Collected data
....
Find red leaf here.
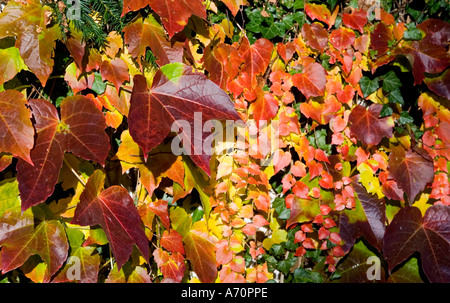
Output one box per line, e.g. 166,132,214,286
305,3,332,28
61,96,110,165
417,19,450,48
370,22,393,58
250,89,279,123
238,37,273,88
342,9,367,33
383,205,450,283
301,23,328,53
401,40,450,85
348,104,394,145
161,229,185,255
0,209,68,282
16,99,65,211
71,170,149,269
424,68,450,100
0,90,34,165
219,0,248,16
292,62,327,99
149,199,171,230
100,58,130,93
343,179,385,252
329,28,356,51
388,146,434,204
123,15,183,66
128,63,240,176
17,97,110,210
123,0,206,37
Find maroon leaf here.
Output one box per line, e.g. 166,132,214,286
....
> Exercise objective
Lines above with the string "here" need to be found and copied.

> Result for this task
Find red leaf here.
Find maroon leaf here.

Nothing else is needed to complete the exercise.